Task to carry out :: Count the lines in the items below that contain the string "blue", treating uppercase and lowercase letters as different. Give only the number.

Given data ::
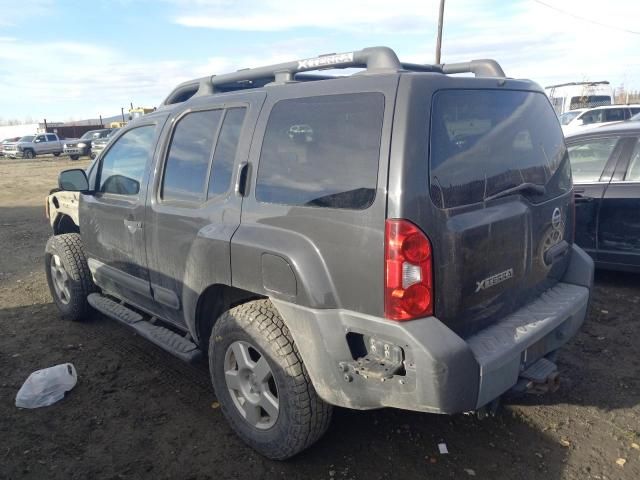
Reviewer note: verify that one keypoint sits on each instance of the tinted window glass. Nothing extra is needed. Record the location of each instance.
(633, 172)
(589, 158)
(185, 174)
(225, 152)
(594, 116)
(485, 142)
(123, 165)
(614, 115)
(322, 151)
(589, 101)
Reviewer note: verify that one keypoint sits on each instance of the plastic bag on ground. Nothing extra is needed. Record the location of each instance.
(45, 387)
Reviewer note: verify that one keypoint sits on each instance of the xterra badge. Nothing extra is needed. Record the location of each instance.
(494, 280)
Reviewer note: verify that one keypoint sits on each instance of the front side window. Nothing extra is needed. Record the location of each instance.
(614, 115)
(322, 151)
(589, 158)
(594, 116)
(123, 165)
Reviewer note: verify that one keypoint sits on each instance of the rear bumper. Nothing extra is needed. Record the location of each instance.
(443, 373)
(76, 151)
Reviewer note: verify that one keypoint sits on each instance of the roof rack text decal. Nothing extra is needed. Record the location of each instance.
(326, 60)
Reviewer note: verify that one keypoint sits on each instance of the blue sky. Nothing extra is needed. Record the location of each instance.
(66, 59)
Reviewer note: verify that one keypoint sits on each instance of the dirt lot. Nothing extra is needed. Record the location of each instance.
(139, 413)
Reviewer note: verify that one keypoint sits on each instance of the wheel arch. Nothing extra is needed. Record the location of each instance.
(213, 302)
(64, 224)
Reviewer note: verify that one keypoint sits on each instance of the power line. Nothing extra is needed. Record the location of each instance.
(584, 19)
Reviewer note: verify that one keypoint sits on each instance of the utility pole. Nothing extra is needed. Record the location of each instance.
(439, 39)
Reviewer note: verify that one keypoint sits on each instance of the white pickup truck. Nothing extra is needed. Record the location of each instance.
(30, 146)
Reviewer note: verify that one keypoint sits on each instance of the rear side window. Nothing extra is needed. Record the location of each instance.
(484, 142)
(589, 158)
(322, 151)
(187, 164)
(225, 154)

--

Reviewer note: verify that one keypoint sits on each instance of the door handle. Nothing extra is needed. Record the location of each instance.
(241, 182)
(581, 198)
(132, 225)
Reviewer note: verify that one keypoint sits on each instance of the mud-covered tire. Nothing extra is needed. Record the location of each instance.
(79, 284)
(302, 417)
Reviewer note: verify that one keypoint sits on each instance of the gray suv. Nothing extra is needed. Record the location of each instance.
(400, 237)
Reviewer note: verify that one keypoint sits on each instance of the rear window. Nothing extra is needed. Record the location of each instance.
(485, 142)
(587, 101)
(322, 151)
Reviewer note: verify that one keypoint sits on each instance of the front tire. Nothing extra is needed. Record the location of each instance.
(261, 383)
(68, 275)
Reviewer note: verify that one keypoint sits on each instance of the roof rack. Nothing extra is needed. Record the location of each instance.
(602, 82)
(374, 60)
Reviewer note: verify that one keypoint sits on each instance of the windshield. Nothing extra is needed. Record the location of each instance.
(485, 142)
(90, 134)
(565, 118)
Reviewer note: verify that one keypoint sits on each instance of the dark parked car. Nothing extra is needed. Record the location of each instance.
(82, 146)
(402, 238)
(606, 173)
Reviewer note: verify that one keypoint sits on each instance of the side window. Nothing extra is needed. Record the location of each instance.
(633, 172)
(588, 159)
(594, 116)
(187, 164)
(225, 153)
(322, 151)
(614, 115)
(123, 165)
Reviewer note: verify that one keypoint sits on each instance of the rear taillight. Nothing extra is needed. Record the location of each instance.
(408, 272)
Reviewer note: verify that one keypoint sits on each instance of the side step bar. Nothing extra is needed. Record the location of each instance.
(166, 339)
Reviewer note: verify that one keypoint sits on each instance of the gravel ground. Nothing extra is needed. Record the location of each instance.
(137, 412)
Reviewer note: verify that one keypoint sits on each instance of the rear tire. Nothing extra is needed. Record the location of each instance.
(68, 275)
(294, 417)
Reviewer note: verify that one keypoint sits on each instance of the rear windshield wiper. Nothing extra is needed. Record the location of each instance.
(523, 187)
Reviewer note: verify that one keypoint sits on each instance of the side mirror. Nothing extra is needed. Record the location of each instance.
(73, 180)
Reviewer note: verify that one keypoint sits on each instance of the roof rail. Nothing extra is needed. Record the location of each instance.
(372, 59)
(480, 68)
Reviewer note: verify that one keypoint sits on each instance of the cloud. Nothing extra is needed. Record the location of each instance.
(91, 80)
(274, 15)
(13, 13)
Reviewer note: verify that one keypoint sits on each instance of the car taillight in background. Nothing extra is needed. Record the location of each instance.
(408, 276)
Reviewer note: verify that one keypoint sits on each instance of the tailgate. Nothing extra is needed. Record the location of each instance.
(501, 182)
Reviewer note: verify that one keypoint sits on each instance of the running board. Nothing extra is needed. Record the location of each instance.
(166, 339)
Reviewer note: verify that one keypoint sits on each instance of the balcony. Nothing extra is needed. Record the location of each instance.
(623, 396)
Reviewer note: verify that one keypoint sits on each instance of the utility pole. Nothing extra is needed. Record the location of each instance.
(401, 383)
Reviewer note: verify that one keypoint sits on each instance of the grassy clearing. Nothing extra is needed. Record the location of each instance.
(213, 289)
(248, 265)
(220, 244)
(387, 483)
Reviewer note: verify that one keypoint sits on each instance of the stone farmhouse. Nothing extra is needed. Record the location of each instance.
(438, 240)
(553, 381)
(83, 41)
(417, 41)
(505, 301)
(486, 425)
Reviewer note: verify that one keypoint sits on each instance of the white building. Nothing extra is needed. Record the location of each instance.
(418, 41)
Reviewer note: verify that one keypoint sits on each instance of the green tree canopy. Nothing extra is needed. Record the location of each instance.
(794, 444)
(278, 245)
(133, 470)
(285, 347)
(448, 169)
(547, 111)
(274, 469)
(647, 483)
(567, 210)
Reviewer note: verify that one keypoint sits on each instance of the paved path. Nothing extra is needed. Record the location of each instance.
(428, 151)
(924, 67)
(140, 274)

--

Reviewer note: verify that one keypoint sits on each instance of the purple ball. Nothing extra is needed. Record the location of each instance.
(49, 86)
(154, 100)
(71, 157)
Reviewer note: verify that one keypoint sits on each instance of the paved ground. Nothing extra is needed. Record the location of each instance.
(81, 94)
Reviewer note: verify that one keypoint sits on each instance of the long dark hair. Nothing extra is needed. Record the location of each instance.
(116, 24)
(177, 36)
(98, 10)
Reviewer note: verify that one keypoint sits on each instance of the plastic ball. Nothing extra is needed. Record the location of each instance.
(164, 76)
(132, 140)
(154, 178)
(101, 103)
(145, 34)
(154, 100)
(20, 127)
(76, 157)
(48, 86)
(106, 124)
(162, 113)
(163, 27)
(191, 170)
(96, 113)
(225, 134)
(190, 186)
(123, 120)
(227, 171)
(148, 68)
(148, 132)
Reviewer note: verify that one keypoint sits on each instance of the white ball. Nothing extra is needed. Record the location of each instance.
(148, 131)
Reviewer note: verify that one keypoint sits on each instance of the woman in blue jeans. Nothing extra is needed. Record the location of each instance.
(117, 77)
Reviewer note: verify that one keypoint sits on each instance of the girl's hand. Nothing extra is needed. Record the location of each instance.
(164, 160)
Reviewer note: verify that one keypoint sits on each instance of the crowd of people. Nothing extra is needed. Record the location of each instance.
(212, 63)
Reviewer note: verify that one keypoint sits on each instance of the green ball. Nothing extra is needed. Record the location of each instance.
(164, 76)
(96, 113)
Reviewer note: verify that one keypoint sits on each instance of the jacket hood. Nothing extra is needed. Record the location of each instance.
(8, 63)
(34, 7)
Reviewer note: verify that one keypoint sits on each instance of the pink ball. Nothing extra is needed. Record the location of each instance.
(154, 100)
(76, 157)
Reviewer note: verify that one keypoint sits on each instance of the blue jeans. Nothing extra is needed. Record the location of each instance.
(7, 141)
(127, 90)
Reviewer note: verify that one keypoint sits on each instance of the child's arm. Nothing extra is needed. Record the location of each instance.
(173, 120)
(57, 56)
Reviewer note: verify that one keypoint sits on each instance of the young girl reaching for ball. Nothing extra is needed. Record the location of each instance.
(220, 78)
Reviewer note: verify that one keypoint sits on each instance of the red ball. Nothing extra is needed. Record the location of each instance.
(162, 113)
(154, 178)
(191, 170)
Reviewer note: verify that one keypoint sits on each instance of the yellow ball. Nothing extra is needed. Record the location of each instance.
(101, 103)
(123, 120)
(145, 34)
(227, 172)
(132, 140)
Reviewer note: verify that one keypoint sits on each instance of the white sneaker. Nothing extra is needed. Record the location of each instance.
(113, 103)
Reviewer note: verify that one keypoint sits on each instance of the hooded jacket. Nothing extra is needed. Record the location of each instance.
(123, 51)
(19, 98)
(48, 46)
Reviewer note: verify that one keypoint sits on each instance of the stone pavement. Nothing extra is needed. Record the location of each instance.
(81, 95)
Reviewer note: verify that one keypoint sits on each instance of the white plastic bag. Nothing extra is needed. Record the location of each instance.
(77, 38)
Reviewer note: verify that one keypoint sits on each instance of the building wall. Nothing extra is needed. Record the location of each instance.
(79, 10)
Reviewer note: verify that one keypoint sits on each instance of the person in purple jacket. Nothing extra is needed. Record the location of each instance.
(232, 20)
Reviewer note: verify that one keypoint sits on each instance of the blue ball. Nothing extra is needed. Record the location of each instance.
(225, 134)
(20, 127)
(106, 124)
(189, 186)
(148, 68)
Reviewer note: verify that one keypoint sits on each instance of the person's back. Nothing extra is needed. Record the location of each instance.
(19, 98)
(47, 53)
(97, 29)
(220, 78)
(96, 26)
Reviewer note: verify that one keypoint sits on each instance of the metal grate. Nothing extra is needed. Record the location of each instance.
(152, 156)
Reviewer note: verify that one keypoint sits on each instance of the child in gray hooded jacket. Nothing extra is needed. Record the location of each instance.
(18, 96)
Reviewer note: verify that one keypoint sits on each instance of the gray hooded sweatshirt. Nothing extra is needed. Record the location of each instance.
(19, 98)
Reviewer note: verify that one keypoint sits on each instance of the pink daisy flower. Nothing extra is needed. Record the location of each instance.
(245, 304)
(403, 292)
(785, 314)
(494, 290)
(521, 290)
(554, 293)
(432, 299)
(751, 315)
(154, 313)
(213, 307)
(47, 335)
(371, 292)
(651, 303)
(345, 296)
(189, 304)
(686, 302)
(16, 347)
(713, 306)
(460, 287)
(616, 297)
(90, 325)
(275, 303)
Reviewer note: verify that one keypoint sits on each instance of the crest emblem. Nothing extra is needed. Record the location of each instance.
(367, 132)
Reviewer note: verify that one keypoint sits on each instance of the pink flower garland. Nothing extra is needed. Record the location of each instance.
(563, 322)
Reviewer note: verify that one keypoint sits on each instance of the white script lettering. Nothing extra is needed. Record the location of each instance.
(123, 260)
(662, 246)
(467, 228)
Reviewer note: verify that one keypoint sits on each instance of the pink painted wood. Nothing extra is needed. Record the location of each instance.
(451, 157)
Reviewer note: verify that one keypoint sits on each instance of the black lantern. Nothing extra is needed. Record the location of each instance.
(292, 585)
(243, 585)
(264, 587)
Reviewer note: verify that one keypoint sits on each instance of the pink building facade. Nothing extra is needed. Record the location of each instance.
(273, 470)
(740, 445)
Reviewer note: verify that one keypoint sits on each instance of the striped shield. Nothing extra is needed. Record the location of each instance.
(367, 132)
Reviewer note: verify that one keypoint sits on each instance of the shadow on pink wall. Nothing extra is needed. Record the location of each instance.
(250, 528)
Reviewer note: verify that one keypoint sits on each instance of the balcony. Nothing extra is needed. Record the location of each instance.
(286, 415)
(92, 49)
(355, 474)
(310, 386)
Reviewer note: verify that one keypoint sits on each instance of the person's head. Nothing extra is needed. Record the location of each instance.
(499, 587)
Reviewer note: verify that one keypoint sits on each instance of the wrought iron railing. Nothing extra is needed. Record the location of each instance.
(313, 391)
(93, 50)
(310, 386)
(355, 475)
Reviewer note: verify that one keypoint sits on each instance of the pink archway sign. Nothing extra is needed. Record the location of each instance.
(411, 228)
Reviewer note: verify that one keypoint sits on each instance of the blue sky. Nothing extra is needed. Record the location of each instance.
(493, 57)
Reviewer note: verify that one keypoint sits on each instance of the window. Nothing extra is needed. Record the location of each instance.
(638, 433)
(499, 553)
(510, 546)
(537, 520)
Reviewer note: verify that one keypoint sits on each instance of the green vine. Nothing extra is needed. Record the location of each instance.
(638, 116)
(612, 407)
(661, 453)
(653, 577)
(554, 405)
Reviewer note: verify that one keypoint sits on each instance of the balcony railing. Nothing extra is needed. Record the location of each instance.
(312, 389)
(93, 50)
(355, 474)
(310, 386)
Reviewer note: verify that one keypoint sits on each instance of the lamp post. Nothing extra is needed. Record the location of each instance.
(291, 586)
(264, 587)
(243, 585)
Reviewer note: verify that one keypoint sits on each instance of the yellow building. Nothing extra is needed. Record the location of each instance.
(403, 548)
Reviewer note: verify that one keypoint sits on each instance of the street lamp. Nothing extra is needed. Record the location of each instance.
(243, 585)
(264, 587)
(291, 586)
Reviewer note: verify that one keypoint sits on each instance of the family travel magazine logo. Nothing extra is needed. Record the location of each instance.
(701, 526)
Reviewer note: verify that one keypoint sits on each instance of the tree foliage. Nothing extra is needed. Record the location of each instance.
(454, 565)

Full answer :: 5